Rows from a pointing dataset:
%%

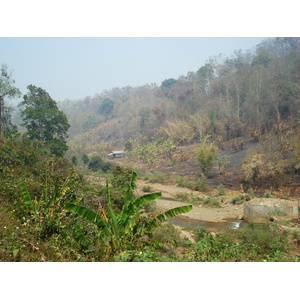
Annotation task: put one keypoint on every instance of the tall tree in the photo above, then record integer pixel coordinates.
(44, 121)
(7, 90)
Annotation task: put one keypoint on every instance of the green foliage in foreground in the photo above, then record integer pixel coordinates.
(116, 230)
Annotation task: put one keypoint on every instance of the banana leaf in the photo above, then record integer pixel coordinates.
(86, 213)
(26, 197)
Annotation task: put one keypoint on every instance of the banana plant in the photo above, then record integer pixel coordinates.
(116, 229)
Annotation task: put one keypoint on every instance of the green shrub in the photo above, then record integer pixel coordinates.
(97, 163)
(182, 196)
(221, 190)
(237, 200)
(166, 233)
(206, 155)
(157, 177)
(146, 188)
(267, 194)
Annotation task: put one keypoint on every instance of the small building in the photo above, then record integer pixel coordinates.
(116, 154)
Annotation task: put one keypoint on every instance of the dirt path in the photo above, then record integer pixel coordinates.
(204, 213)
(170, 192)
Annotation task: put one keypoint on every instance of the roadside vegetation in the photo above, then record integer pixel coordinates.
(62, 199)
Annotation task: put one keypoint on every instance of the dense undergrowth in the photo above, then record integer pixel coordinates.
(37, 226)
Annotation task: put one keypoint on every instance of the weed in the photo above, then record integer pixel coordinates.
(221, 190)
(156, 177)
(182, 196)
(237, 200)
(146, 188)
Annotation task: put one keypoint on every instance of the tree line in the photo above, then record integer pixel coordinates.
(244, 94)
(44, 122)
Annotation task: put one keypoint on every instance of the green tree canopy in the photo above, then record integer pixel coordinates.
(168, 82)
(7, 90)
(44, 121)
(106, 107)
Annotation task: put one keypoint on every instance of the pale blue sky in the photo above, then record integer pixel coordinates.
(73, 68)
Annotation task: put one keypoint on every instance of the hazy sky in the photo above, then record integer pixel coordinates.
(73, 68)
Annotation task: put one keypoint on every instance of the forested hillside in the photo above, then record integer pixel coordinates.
(230, 101)
(228, 97)
(211, 140)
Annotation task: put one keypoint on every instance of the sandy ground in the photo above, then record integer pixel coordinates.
(203, 213)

%%

WHAT THE EXERCISE ASKS:
Render every line of the listing above as a JSON list of strings, one string per line, with blank lines left out. Leave the pictures out.

EXERCISE RESULT:
[
  "Annotation task: put one keypoint on every instance of the tall tree in the photo above, then record integer pixel coordinates.",
  "(44, 121)",
  "(7, 90)",
  "Annotation task: put one keypoint on every instance of the green foliage in foreground in the photo above, then record integer pixel coordinates.",
  "(116, 230)",
  "Annotation task: put one keypoint on every instance of the banana leaf in the photo above, then record integer pixel coordinates.",
  "(86, 213)",
  "(26, 197)",
  "Annotation task: put one keypoint on every instance of the banana plant in the photo above, then record integer pixel coordinates.",
  "(116, 229)",
  "Annotation task: put one keypoint on every instance of the green shrub in the photo above, then record integer pixel coordinates.",
  "(97, 163)",
  "(182, 196)",
  "(221, 190)",
  "(237, 200)",
  "(166, 233)",
  "(206, 155)",
  "(157, 177)",
  "(146, 188)",
  "(267, 194)",
  "Annotation task: put one keypoint on every instance of the small building in the photo above, then record integer pixel coordinates.",
  "(116, 154)",
  "Annotation task: put one keypoint on every instance of the dirt path in the photo above, then record integer pixel coordinates.",
  "(204, 213)",
  "(170, 192)",
  "Annotation task: put one keypoint on every instance of the roadside vegetation in the photo above, then record integer pixel coordinates.",
  "(62, 199)",
  "Annotation task: put one keypoint on every instance of the dense undergrowth in the photo above, then record integer pixel coordinates.",
  "(37, 226)",
  "Annotation task: put one keypoint on every instance of the weed in the photo above, then record integer pixel coordinates.",
  "(221, 190)",
  "(156, 177)",
  "(182, 196)",
  "(237, 200)",
  "(146, 188)",
  "Annotation task: put one keypoint on every instance of the tree line in the photo above, then record integer pixel coordinates.",
  "(244, 94)",
  "(44, 122)",
  "Annotation task: put one keypoint on every instance of the green tree canopy in the photo above, then record integer pixel coordinates.",
  "(168, 82)",
  "(7, 90)",
  "(44, 121)",
  "(106, 107)",
  "Annotation task: put one keypoint on every instance of the pale blue sky in the photo above, then record integer pixel coordinates.",
  "(73, 68)",
  "Annotation task: put one keypoint on every instance of the hazy sky in the photo above, then record integer pixel coordinates.",
  "(73, 68)",
  "Annotation task: put one keypoint on every instance of the forested hillside in the photo above, then record integer pixel coordinates.",
  "(230, 101)",
  "(228, 97)",
  "(211, 140)",
  "Annotation task: put one keypoint on every instance of the sandy ground in the photo above, then record integer pixel coordinates.",
  "(203, 213)"
]